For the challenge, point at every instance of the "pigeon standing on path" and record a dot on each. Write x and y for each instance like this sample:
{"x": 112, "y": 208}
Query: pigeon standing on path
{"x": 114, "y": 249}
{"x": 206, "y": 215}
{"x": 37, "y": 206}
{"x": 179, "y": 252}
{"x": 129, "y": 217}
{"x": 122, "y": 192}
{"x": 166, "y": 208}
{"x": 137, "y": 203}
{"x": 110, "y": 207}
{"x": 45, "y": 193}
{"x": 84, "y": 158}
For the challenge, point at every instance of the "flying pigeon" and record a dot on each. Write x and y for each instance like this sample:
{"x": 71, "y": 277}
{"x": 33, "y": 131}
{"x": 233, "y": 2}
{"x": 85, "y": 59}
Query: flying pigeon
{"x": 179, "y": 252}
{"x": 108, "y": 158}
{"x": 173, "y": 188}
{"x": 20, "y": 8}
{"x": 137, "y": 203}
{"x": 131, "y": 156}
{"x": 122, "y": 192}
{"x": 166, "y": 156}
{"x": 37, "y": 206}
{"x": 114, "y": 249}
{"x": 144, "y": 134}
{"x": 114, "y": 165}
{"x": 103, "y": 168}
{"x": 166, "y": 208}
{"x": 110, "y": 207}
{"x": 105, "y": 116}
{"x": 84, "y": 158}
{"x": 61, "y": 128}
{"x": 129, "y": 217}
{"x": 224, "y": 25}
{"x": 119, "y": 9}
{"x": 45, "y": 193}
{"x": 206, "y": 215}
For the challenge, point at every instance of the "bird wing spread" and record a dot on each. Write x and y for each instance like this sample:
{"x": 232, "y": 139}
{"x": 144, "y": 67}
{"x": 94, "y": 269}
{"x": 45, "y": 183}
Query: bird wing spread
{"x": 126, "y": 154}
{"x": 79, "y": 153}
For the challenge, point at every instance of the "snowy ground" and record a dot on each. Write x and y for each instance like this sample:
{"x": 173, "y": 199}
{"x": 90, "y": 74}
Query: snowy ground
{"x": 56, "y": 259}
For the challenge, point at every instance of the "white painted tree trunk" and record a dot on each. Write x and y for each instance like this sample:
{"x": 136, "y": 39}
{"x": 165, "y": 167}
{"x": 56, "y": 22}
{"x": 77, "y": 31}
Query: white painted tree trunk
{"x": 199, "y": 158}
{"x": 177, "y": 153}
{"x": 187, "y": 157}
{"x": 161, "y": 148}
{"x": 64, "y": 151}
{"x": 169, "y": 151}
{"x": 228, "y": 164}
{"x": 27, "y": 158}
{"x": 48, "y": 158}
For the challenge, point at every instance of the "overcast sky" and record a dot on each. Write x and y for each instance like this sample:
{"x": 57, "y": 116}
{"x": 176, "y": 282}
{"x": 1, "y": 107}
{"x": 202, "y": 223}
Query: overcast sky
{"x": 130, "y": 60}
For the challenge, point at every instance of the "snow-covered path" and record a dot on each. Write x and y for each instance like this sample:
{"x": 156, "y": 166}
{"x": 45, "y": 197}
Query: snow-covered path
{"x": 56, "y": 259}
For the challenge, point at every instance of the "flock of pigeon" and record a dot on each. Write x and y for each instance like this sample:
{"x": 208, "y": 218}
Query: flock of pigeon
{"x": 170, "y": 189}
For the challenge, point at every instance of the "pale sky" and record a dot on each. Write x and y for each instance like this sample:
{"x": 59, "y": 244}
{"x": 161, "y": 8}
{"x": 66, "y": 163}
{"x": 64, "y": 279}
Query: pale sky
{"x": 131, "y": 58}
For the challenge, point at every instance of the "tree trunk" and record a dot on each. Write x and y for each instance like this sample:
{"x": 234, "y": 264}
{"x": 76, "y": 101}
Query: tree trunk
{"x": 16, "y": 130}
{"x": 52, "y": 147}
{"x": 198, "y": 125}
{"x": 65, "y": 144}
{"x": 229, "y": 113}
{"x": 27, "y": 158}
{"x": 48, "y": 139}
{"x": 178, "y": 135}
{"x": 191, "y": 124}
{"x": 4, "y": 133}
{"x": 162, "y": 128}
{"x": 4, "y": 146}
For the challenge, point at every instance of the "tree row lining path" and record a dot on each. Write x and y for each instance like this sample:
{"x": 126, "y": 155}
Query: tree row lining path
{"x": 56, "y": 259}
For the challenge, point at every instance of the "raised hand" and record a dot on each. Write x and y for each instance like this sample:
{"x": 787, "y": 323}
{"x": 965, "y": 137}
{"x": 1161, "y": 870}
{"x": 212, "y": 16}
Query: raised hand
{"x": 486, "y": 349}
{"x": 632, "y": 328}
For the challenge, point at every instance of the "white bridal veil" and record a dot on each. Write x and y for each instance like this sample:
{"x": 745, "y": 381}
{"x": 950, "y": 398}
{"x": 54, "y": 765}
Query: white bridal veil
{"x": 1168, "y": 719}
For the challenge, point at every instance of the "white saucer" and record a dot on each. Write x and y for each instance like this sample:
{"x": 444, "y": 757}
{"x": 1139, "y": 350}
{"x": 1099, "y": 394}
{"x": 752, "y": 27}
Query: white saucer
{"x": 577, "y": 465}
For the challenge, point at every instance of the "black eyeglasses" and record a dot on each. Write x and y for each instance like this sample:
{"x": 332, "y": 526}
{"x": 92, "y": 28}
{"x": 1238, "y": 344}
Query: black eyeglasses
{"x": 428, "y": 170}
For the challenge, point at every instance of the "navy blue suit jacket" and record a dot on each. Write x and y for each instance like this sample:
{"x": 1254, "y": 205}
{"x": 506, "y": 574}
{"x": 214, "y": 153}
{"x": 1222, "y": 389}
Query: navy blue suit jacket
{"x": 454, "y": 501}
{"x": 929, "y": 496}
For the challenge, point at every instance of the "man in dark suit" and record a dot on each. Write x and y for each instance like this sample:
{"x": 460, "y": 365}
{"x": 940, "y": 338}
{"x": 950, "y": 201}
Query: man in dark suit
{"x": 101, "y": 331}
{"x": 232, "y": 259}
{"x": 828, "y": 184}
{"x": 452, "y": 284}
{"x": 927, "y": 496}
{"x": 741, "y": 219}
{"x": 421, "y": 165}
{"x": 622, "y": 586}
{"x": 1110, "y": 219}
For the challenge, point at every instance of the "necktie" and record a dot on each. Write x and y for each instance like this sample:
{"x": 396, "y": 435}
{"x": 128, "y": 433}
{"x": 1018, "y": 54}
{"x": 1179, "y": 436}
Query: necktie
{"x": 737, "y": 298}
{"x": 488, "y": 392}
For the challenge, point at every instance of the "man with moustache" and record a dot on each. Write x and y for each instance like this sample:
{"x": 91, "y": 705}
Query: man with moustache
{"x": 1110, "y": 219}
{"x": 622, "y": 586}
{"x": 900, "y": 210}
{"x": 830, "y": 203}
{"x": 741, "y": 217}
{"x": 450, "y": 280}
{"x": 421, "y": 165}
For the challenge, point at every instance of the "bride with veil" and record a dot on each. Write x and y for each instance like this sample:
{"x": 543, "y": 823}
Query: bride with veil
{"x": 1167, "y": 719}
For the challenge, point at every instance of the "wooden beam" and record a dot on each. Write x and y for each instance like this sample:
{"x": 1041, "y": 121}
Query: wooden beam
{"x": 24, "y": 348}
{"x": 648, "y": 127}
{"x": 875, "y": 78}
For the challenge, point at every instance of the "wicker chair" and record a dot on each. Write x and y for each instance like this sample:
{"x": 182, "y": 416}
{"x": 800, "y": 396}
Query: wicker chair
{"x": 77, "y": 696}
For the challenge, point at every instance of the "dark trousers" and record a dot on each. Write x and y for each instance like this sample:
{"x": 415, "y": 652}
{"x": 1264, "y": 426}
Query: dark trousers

----------

(What to produce): The records above must be repeated exactly, every one of them.

(Exercise answer):
For the challenge, point at every instance of the "pigeon standing on path" and record a dot on each. Write x and y for each instance like this sample:
{"x": 112, "y": 208}
Query: pigeon standing on path
{"x": 114, "y": 249}
{"x": 206, "y": 215}
{"x": 37, "y": 206}
{"x": 179, "y": 252}
{"x": 129, "y": 217}
{"x": 122, "y": 192}
{"x": 166, "y": 208}
{"x": 137, "y": 203}
{"x": 110, "y": 207}
{"x": 45, "y": 193}
{"x": 84, "y": 158}
For the challenge, point at every instance of the "flying pigeon" and record a dot on each. Write x and y for each instance like this sample:
{"x": 71, "y": 277}
{"x": 33, "y": 131}
{"x": 233, "y": 2}
{"x": 85, "y": 59}
Query: flying pigeon
{"x": 179, "y": 252}
{"x": 108, "y": 158}
{"x": 173, "y": 188}
{"x": 20, "y": 8}
{"x": 137, "y": 203}
{"x": 131, "y": 156}
{"x": 122, "y": 192}
{"x": 166, "y": 156}
{"x": 37, "y": 206}
{"x": 114, "y": 249}
{"x": 144, "y": 134}
{"x": 114, "y": 165}
{"x": 103, "y": 168}
{"x": 166, "y": 208}
{"x": 110, "y": 207}
{"x": 105, "y": 116}
{"x": 84, "y": 158}
{"x": 61, "y": 128}
{"x": 129, "y": 217}
{"x": 224, "y": 25}
{"x": 119, "y": 9}
{"x": 45, "y": 193}
{"x": 206, "y": 215}
For the challenge, point at every instance of the "bird wing spread" and record a dot on each. Write x and y for each instance like this sample:
{"x": 232, "y": 139}
{"x": 144, "y": 67}
{"x": 94, "y": 269}
{"x": 45, "y": 183}
Query: bird wing spread
{"x": 126, "y": 154}
{"x": 79, "y": 153}
For the challenge, point at every instance of the "snowy ground" and record a dot on each. Write x and y for each instance like this sample:
{"x": 173, "y": 199}
{"x": 90, "y": 74}
Query: snowy ground
{"x": 56, "y": 259}
For the challenge, point at every instance of the "white painted tree trunk" and record a dot on each. Write x and y for each instance like this sample:
{"x": 136, "y": 39}
{"x": 165, "y": 167}
{"x": 56, "y": 22}
{"x": 77, "y": 31}
Query: white painted tree trunk
{"x": 199, "y": 158}
{"x": 177, "y": 153}
{"x": 187, "y": 157}
{"x": 161, "y": 148}
{"x": 64, "y": 151}
{"x": 169, "y": 151}
{"x": 228, "y": 164}
{"x": 27, "y": 158}
{"x": 48, "y": 158}
For the challenge, point at every instance of the "overcast sky" and record a dot on each. Write x and y for each instance like this sample:
{"x": 57, "y": 116}
{"x": 176, "y": 282}
{"x": 1, "y": 107}
{"x": 202, "y": 223}
Query: overcast sky
{"x": 130, "y": 60}
For the challenge, point at every instance of the "snow-covered path" and record a dot on each. Write x and y for each instance like this sample:
{"x": 156, "y": 166}
{"x": 45, "y": 197}
Query: snow-covered path
{"x": 56, "y": 259}
For the challenge, point at every instance of the "flock of pigeon" and record a dot on each. Write x and y for each instance like this sample:
{"x": 208, "y": 218}
Query: flock of pigeon
{"x": 170, "y": 189}
For the challenge, point at every instance of the "pale sky" and record a dot on each. Write x and y for each instance like this sample:
{"x": 59, "y": 244}
{"x": 161, "y": 8}
{"x": 66, "y": 163}
{"x": 64, "y": 279}
Query: pale sky
{"x": 131, "y": 58}
For the challenge, point at every instance of the "tree trunk" and record a dot on each. Write x and y for each instance like this sample:
{"x": 234, "y": 264}
{"x": 76, "y": 101}
Query: tree trunk
{"x": 16, "y": 130}
{"x": 52, "y": 147}
{"x": 198, "y": 125}
{"x": 65, "y": 144}
{"x": 229, "y": 113}
{"x": 27, "y": 158}
{"x": 48, "y": 139}
{"x": 178, "y": 135}
{"x": 191, "y": 124}
{"x": 4, "y": 133}
{"x": 162, "y": 128}
{"x": 4, "y": 146}
For the challenge, point at every instance of the "tree row lining path" and record a dot on each. Write x and y for each instance like this sample:
{"x": 126, "y": 155}
Query: tree row lining path
{"x": 56, "y": 259}
For the challenge, point at every instance of the "raised hand" and record a dot on each. Write x and y for each instance like this sample:
{"x": 787, "y": 323}
{"x": 965, "y": 137}
{"x": 1161, "y": 870}
{"x": 212, "y": 16}
Query: raised hand
{"x": 486, "y": 349}
{"x": 632, "y": 328}
For the challenge, point at every instance of the "white bridal veil" and record a dot on each. Write x and y for each instance like this sample:
{"x": 745, "y": 381}
{"x": 950, "y": 398}
{"x": 54, "y": 765}
Query: white bridal veil
{"x": 1168, "y": 719}
For the challenge, point at every instance of the "white saucer" and record a dot on each. Write x and y for each instance like this sample:
{"x": 444, "y": 757}
{"x": 1139, "y": 350}
{"x": 1099, "y": 394}
{"x": 752, "y": 27}
Query: white saucer
{"x": 577, "y": 465}
For the challenge, point at every instance of the "black eyeglasses" and record a dot on each. Write x and y for each instance like this sample:
{"x": 332, "y": 526}
{"x": 92, "y": 28}
{"x": 1238, "y": 344}
Query: black eyeglasses
{"x": 428, "y": 170}
For the challenge, point at every instance of the "navy blue suit jacket" and record a dot on each. Write x and y for each instance like this sample:
{"x": 1254, "y": 205}
{"x": 506, "y": 574}
{"x": 214, "y": 153}
{"x": 1222, "y": 389}
Query: navy blue suit jacket
{"x": 454, "y": 501}
{"x": 929, "y": 496}
For the challenge, point at every instance of the "man in dark suit" and record a dot on each. Write x and y for each instance like this sample:
{"x": 460, "y": 365}
{"x": 940, "y": 338}
{"x": 950, "y": 201}
Query: man in dark suit
{"x": 101, "y": 331}
{"x": 232, "y": 259}
{"x": 828, "y": 184}
{"x": 452, "y": 284}
{"x": 927, "y": 496}
{"x": 741, "y": 219}
{"x": 421, "y": 165}
{"x": 622, "y": 586}
{"x": 1110, "y": 219}
For the challenge, point at every instance of the "necktie" and record a dot on each. Write x and y for each instance like this sample:
{"x": 396, "y": 435}
{"x": 128, "y": 433}
{"x": 1018, "y": 54}
{"x": 1179, "y": 436}
Query: necktie
{"x": 737, "y": 298}
{"x": 488, "y": 392}
For the challenge, point at every instance of the "man with moustache" and record a dot on each. Write x and y for each instance like this sample:
{"x": 91, "y": 705}
Query: man with moustache
{"x": 1110, "y": 219}
{"x": 622, "y": 586}
{"x": 900, "y": 210}
{"x": 830, "y": 203}
{"x": 741, "y": 217}
{"x": 450, "y": 280}
{"x": 421, "y": 165}
For the challenge, point at every instance of the "bride with veil" and record a dot on each. Write x and y for each instance like this sample:
{"x": 543, "y": 823}
Query: bride with veil
{"x": 1167, "y": 719}
For the challenge, point at every instance of the "wooden beam" and record a dot on each. Write x and y for each instance like this sample:
{"x": 1041, "y": 121}
Query: wooden beam
{"x": 24, "y": 348}
{"x": 648, "y": 127}
{"x": 875, "y": 78}
For the challenge, point at every instance of the "wicker chair" and record a dot on each. Write x and y for each instance like this sample:
{"x": 182, "y": 416}
{"x": 800, "y": 396}
Query: wicker chair
{"x": 77, "y": 696}
For the challenge, point at every instance of the "dark trousers" and record a dot on each. Write x and y for each instance like this sample:
{"x": 415, "y": 652}
{"x": 1264, "y": 426}
Query: dark trousers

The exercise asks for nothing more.